_DOCUMENT EXTRACT_:
This is one of some of the most overlooked studies on TPA. There was another study in Annals that talked about this. I will try to find it. What it says is that if you have a stroke mimic its probably safe to get TPA.
If you are truly having a stroke it much more "unsafe."
The way I understand it is this…..If you have a stroke mimic than your brain tissue and "brain blood vessels" are probably pretty sturdy/intact and much less likely to bleed.
If you have a stroke than you are more likley to have dead necrotic brain tissue and injured blood vessels and hence more likely to bleed. Seems pretty obvious here, as I was taught in med school that brain tissue dies within minutes.
Just seems intuitive that giving a clot busting drug into damaged tissue and blood vessels is dangerous. If you give a clot busting drug to a stroke mimic they should be much less likely to bleed.
To extrapolate it even further if you give a TPA to a stroke mimic they are more likely by definition of it being a mimic more likely to have a neg neuroimaging and do better……you could also falsely include them as a true CVA that got better with TPA.
My conclusion is this (I hope you can sense my sarcasm).
If you are having a stroke mimic you are more likely to not bleed with TPA and do better.
If you are having a true stroke you are more likely to bleed and probably do worse.
I have followed the pro and neg TPA arguments for a while and still am not convinced it provides benefit.
Steve Goodfriend
Hi Steve –
Thanks for the well-wishes; much appreciated.

_SOURCE INFORMATION_:
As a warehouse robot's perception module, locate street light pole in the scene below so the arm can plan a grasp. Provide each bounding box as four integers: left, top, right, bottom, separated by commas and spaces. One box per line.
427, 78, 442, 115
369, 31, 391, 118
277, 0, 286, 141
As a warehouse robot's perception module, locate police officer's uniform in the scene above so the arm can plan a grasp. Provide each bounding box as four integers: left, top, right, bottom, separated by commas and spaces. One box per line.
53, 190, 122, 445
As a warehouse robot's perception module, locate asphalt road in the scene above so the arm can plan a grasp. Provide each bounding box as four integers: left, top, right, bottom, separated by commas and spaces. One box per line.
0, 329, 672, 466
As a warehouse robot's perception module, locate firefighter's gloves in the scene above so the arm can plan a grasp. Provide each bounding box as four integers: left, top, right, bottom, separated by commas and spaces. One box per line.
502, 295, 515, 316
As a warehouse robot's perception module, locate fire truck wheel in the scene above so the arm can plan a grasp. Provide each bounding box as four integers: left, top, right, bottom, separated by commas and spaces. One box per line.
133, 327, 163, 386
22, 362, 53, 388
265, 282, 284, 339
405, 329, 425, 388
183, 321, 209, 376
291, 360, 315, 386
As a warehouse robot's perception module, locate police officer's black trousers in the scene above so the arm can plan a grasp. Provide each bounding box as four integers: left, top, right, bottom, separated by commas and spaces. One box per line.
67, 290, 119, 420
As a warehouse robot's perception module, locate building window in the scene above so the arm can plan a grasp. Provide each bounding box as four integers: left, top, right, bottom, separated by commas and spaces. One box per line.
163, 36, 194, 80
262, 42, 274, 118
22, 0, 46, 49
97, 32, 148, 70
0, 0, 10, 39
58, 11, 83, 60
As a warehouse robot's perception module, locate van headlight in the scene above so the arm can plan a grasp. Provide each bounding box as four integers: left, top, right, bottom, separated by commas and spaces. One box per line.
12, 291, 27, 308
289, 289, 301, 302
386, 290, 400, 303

_EXERCISES_:
• a. In the TPA discussion, what does the writer say they were taught in med school about brain tissue?
• b. Please extend the TPA discussion past its last line.
The material is separate from the TPA discussion.

_ANSWERS BELOW_:
• a. That brain tissue dies within minutes.

• b.
Folks who receive tPA but do not have an acute stroke are certainly less likely to experience intracranial hemorrhage; we know this from the extensive literature regarding thrombolytics for myocardial infarction and massive/submassive PE. When the brain isn't undergoing coagulative necrosis, it's a happier brain.
The key from this new stroke article is that they blow up the concept of "neuroimaging negative stroke." In addition to this Annals article that classifies 27.9% of their patient as this "averted stroke", there are two other studies that looked at this:
Chernyshev et al. "Safety of tPA in stroke mimics and neuroimaging-negative cerebral ischemia"
Uchino et al. "Transient Ischemic Attack after Tissue Plasminogen Activator: Aborted Stroke or Unnecessary Stroke Therapy?"
The Chernyshev found 21% patients to not have an infarct on follow-up imaging, and the Uchino study found 16% not to have an infarct on follow-up. These rates – 16%, 21%, 29% – are likely the true incidence of tPA administration to TIAs and other stroke mimics, not the single digit numbers being touted based on this concept of "averted stroke" and "neuroimaging-negative cerebral ischemia".
There is a problem. you seem to rely on the presence of diffusion weighted imaging to confirm stroke at the hyperacute phase. DWI isn't infallible, particulary early on in the posterior fossa. Of the 1167 patients who were included in this study only 267 were included due to positive lesion. we don't know how many had a final diagnosis of stroke in the remaining group who were treated.
if you put that into perspective, due the lack of availability of pre-treatment mri how would you conclude that these patients never had an ischemic event just based on dwi negativity at follow up? additionaly they excluded people with PWI abnormality with negative dwi pretreatment. there was no advanced vascular imaging to suggest presence of clots/occlusion in this subgroup. unless we have evidence of all of these our practice shouldn't change and a final diagnosis of stroke should remain clinical till we have bullet proof tests for stroke, averted or otherwise.